* **WHAT IS REQUIRED**: Please report each line of the rows below that contains the word "parked", copying every such line in full. Case counts.

— begin —

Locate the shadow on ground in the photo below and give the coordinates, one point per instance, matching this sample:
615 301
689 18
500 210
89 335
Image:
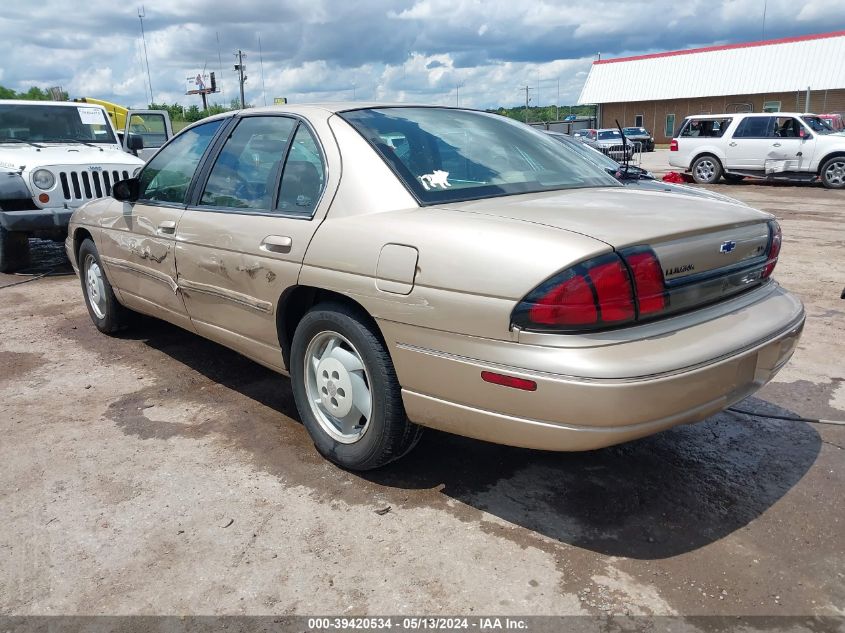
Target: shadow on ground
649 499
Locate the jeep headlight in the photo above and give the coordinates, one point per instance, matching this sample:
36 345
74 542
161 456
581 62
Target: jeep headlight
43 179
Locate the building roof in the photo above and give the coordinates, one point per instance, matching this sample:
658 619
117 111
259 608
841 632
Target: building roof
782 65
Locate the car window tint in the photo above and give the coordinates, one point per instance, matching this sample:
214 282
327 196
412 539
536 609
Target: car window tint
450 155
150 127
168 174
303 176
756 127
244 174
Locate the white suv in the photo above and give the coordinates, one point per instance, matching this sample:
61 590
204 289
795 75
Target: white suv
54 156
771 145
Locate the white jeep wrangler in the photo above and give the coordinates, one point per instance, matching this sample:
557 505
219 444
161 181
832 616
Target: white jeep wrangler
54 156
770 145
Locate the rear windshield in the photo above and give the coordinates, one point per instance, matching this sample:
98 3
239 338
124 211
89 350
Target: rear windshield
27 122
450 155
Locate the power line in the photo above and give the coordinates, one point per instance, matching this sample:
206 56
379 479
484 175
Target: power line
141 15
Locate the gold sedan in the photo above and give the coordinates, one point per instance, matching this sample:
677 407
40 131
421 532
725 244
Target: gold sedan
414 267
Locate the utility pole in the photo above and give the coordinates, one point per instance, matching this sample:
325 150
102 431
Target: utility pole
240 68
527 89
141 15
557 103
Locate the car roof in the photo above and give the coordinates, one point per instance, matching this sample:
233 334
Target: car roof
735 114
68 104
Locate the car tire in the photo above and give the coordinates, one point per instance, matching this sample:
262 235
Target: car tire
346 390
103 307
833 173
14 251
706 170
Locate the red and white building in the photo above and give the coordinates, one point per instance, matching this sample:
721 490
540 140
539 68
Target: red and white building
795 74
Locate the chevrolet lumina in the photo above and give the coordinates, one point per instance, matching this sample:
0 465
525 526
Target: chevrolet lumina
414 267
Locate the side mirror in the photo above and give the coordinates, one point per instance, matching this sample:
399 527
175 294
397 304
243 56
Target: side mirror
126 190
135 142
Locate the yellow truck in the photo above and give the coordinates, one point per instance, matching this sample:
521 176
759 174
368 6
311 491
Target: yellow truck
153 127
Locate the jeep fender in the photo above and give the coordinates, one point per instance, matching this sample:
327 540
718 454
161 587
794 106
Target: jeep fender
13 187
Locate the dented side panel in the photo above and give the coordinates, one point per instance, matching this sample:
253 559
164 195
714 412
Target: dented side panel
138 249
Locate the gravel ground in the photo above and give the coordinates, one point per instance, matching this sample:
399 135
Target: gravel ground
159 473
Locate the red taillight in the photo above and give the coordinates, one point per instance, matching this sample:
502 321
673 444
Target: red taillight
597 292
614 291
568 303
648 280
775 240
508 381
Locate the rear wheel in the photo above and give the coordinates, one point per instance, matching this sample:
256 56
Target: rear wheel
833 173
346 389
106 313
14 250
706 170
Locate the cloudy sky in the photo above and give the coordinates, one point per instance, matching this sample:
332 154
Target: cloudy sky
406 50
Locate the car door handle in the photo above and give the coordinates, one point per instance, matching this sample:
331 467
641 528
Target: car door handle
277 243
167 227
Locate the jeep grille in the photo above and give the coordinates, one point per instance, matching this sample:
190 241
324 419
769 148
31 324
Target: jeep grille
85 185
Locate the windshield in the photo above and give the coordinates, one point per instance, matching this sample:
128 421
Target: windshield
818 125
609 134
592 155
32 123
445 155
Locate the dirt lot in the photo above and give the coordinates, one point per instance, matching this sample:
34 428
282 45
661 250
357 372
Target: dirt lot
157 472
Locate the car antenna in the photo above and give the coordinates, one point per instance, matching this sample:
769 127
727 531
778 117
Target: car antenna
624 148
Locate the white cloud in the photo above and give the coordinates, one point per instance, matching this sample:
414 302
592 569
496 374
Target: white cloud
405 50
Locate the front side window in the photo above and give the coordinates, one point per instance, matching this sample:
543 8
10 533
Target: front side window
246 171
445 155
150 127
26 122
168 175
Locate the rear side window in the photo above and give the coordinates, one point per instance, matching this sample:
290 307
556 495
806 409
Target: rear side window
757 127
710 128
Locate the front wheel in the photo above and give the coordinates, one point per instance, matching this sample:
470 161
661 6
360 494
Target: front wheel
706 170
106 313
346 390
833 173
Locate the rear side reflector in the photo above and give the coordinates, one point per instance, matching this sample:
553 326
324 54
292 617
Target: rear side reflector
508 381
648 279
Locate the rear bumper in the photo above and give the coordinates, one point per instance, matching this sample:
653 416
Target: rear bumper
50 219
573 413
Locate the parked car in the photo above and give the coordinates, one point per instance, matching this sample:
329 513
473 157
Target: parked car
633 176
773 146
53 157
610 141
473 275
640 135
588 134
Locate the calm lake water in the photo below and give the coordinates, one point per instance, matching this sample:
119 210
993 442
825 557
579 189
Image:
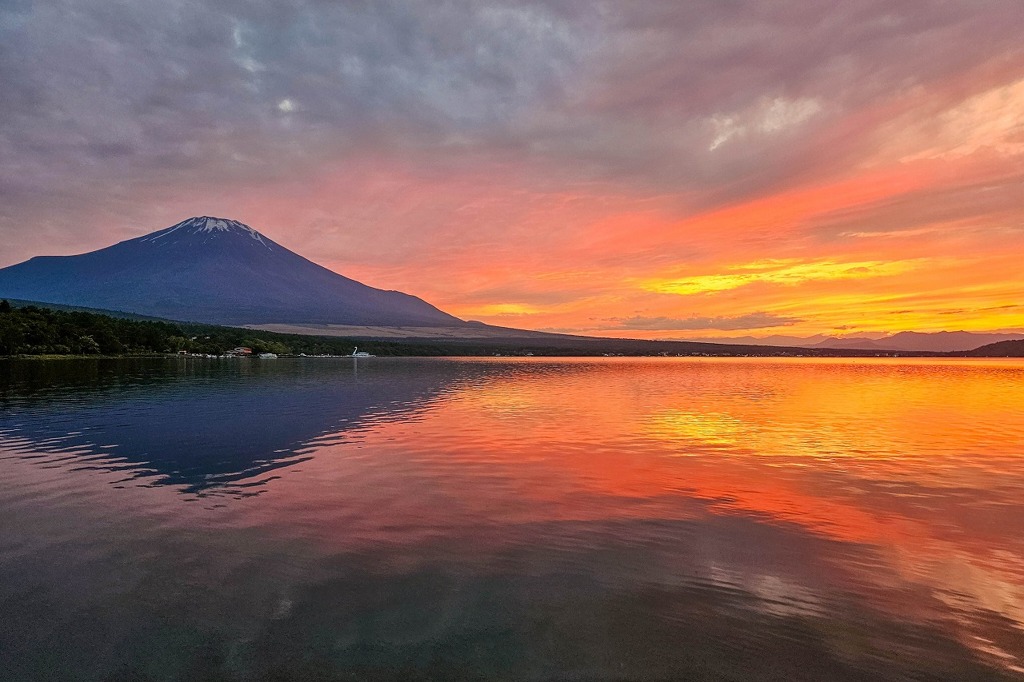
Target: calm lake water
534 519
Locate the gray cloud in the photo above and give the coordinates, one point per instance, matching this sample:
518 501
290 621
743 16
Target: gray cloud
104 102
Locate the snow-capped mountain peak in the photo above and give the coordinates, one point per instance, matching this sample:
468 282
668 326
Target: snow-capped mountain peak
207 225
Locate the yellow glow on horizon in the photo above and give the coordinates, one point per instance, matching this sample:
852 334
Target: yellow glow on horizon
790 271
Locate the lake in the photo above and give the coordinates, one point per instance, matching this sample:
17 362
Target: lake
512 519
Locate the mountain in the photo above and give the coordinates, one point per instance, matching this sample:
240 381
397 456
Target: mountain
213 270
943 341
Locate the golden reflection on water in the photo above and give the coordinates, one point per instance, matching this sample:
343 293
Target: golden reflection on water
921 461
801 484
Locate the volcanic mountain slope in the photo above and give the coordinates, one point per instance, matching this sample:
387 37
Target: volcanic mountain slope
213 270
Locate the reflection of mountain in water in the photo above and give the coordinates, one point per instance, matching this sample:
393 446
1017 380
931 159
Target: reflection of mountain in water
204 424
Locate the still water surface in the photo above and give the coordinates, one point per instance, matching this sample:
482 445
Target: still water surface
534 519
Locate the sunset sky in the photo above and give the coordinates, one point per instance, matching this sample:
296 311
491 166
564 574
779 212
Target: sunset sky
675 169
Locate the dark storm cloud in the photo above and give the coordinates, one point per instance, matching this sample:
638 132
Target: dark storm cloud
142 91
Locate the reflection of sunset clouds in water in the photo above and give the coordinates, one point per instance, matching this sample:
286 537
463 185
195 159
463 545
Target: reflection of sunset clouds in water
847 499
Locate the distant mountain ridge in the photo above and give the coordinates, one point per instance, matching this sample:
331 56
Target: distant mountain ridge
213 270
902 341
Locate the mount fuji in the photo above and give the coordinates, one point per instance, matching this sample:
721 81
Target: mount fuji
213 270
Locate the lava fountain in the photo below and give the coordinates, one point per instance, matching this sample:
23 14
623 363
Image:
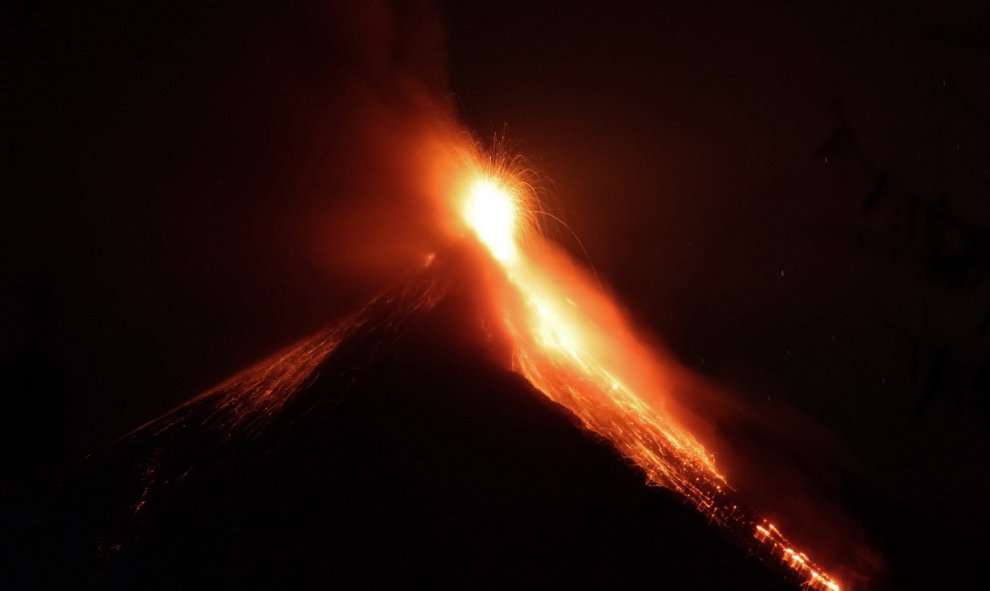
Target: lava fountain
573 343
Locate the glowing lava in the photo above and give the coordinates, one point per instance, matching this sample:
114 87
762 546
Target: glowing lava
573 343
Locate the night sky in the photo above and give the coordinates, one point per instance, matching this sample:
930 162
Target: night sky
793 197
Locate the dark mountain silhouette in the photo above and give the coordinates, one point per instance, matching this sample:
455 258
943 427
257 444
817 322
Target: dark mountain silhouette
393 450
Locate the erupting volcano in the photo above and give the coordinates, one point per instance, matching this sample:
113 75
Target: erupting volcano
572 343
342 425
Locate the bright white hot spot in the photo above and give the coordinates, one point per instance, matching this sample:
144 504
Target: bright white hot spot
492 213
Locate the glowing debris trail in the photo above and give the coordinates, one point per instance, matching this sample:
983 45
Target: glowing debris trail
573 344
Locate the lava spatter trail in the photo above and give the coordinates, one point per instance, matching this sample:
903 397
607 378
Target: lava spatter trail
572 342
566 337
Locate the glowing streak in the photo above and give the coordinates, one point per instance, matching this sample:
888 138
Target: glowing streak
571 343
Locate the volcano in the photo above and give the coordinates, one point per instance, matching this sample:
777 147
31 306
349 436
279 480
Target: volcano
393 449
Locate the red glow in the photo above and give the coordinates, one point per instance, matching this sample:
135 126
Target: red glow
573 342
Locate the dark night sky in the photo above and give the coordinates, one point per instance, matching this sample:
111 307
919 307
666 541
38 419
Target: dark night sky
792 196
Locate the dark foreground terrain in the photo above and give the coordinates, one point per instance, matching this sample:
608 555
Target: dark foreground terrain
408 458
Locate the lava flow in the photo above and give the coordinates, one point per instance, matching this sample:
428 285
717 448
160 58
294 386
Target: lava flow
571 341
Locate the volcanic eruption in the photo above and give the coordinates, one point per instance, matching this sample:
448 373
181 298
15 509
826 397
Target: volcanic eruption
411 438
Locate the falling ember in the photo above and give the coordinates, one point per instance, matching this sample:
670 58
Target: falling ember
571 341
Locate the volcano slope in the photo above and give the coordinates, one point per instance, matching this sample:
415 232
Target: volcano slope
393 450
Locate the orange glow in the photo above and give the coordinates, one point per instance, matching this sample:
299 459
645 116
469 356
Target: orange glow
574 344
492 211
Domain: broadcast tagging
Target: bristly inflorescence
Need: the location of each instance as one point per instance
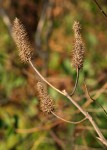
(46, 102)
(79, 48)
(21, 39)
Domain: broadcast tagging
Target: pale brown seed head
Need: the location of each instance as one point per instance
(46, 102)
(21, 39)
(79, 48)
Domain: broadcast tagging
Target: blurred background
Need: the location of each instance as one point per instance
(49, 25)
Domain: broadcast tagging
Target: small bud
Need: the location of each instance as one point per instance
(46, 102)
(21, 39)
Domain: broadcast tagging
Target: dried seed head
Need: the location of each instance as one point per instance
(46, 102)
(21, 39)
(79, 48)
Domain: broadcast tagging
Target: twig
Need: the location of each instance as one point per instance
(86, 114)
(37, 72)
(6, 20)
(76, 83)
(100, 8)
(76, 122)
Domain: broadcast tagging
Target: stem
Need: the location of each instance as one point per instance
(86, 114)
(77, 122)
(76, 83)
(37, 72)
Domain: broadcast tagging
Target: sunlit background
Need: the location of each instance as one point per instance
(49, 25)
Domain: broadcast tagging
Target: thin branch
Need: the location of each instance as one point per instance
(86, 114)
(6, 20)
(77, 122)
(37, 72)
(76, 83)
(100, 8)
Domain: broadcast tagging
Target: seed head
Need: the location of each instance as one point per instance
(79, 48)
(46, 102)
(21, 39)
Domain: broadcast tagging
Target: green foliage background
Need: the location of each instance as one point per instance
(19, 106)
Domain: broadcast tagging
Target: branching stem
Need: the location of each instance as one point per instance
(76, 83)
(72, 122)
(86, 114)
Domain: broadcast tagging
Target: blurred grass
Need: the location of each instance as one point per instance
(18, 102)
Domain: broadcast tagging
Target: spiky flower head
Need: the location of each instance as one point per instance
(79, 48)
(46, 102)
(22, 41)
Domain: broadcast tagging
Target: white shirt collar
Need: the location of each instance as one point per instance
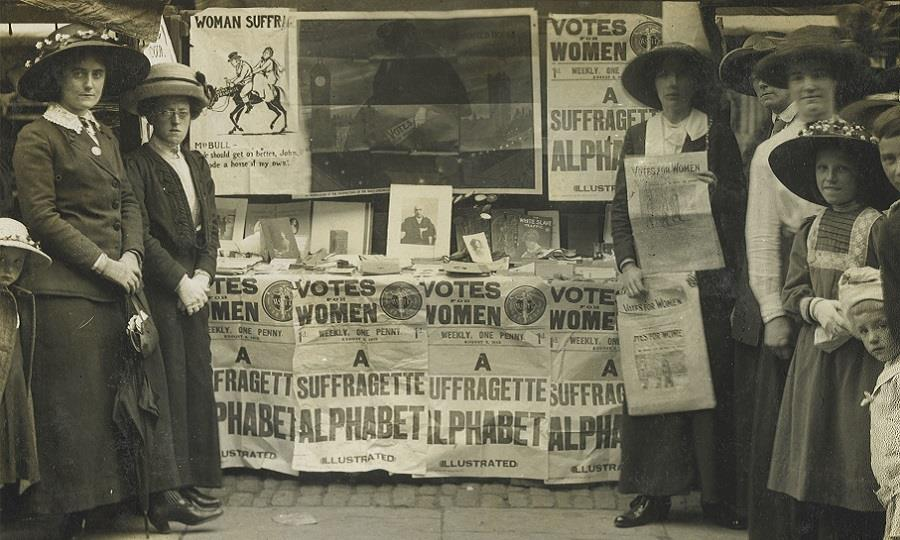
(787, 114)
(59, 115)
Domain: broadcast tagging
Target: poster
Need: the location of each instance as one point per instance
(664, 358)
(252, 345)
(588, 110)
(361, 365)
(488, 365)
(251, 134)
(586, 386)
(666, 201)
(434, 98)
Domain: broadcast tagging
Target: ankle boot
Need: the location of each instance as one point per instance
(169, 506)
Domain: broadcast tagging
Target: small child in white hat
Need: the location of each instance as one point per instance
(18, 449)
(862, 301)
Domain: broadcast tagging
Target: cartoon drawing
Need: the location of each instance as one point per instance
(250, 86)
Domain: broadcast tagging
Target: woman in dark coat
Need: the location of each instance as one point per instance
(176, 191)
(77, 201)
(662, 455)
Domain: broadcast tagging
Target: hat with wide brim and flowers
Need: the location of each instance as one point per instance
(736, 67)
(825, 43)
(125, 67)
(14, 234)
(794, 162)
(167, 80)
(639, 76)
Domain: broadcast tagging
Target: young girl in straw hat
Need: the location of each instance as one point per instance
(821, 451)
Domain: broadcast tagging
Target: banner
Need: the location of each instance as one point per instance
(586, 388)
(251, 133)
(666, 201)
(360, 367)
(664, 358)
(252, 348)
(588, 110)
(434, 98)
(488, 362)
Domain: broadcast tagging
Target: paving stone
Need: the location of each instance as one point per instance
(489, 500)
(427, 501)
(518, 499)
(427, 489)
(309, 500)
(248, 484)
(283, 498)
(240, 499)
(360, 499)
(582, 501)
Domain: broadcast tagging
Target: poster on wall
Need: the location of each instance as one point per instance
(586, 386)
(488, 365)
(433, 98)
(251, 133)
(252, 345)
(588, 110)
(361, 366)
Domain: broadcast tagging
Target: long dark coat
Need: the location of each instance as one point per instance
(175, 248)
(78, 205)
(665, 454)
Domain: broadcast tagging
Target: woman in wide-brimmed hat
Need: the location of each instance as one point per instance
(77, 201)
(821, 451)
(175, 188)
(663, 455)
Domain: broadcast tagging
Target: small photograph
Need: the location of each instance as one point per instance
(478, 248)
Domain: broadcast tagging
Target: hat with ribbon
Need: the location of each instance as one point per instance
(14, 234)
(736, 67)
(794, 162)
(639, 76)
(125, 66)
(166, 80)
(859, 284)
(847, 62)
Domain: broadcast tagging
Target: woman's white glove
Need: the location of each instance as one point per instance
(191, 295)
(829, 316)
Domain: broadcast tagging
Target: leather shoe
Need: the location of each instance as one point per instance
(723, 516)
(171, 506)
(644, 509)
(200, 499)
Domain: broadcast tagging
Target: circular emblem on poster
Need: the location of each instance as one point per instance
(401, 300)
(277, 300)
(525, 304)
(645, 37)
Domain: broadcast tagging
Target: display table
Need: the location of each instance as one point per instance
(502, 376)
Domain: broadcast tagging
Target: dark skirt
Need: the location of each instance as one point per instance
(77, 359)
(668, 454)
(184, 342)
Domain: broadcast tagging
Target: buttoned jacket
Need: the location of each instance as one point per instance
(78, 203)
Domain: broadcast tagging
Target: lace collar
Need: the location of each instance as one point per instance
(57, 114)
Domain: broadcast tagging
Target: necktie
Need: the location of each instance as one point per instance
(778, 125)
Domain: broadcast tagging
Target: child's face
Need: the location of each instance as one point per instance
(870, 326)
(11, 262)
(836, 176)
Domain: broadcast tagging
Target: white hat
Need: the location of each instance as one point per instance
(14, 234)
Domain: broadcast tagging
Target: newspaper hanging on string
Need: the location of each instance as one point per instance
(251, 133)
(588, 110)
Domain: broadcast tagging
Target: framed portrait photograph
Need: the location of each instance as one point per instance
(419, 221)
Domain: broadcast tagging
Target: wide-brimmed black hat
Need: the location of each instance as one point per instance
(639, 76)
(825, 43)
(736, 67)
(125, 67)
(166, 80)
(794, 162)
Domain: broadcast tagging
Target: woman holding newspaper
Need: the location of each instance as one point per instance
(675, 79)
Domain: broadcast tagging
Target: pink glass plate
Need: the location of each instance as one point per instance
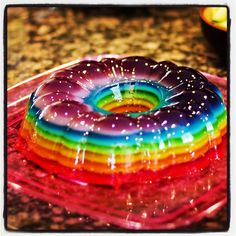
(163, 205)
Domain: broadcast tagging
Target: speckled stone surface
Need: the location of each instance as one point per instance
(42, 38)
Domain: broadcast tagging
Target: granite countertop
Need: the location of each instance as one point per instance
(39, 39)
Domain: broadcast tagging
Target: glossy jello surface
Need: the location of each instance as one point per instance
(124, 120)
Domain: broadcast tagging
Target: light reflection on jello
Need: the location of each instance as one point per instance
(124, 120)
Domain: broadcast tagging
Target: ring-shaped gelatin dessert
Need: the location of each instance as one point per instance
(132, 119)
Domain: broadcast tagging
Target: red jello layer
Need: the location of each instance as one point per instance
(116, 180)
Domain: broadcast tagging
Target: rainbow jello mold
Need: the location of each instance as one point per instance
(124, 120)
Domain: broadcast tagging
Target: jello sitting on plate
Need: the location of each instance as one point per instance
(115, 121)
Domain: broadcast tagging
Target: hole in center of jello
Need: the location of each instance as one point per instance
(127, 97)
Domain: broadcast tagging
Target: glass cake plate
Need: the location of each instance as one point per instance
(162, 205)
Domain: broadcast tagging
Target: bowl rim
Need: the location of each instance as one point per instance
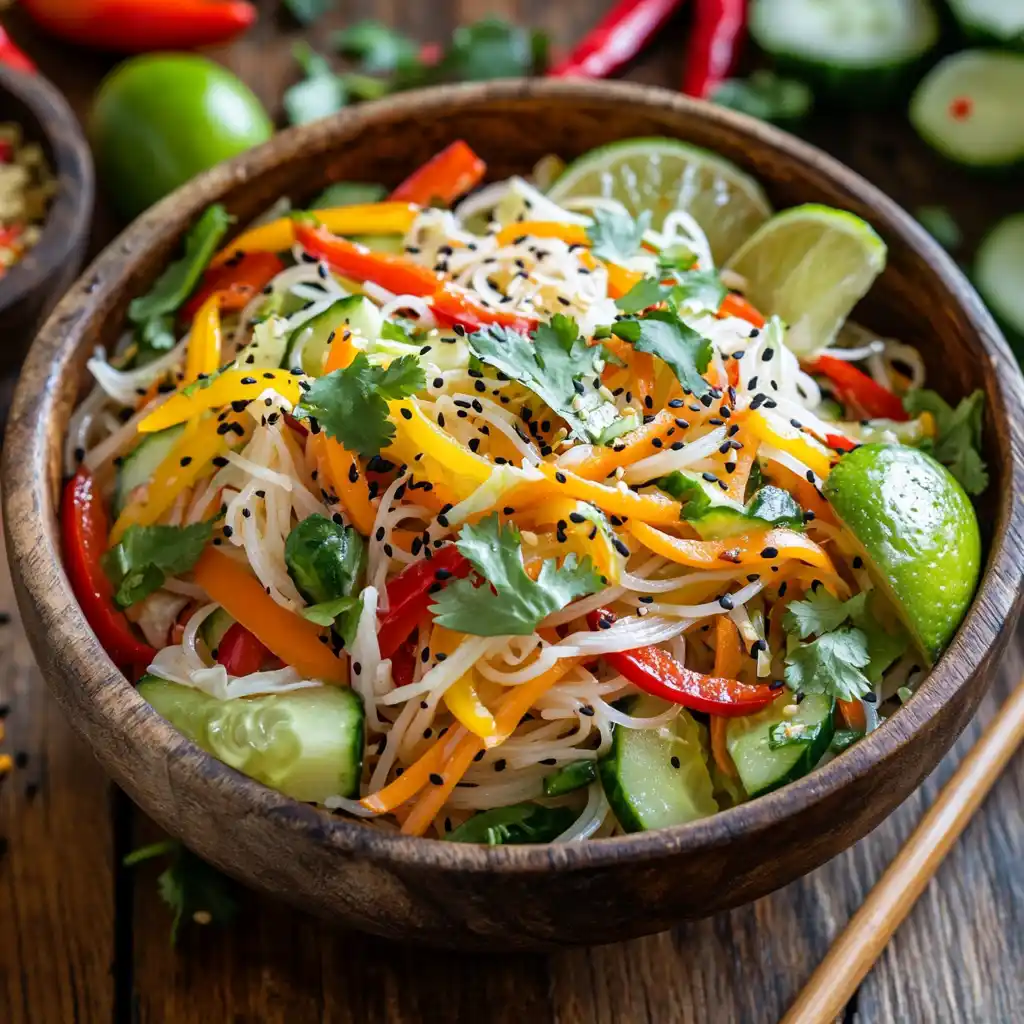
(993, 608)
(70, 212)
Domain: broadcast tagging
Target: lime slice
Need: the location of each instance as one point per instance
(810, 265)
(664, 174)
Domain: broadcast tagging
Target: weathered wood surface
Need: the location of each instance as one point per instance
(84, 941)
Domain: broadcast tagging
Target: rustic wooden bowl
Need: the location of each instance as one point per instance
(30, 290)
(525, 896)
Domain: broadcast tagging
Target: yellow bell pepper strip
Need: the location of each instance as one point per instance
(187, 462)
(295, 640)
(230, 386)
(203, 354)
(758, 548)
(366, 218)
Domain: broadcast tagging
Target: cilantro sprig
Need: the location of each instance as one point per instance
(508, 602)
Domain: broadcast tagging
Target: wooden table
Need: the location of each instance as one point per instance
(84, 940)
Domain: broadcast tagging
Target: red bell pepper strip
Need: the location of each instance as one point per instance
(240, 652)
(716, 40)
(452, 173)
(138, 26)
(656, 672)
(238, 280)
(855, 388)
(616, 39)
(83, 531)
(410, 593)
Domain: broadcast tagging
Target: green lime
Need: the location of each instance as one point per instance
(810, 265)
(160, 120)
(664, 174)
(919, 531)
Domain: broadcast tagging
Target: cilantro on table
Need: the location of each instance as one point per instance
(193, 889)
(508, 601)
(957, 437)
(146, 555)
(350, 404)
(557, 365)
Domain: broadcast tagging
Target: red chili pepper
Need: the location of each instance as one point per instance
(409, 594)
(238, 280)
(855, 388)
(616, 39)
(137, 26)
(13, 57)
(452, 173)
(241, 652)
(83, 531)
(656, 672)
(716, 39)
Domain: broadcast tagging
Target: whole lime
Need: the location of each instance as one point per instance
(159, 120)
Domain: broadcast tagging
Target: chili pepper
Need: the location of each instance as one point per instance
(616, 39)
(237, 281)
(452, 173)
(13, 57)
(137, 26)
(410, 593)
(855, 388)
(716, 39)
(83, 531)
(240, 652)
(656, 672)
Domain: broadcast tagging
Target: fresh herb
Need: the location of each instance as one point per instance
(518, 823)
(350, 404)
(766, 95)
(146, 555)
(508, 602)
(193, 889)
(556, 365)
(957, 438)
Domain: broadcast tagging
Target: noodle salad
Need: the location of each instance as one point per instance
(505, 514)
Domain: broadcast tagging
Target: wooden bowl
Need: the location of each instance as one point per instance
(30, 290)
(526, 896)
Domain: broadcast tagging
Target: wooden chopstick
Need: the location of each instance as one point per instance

— end —

* **ANSWER TO THE TASK**:
Locate the parked car in the photo above and give the coordinates, one point per instance, matching this sample:
Target: parked car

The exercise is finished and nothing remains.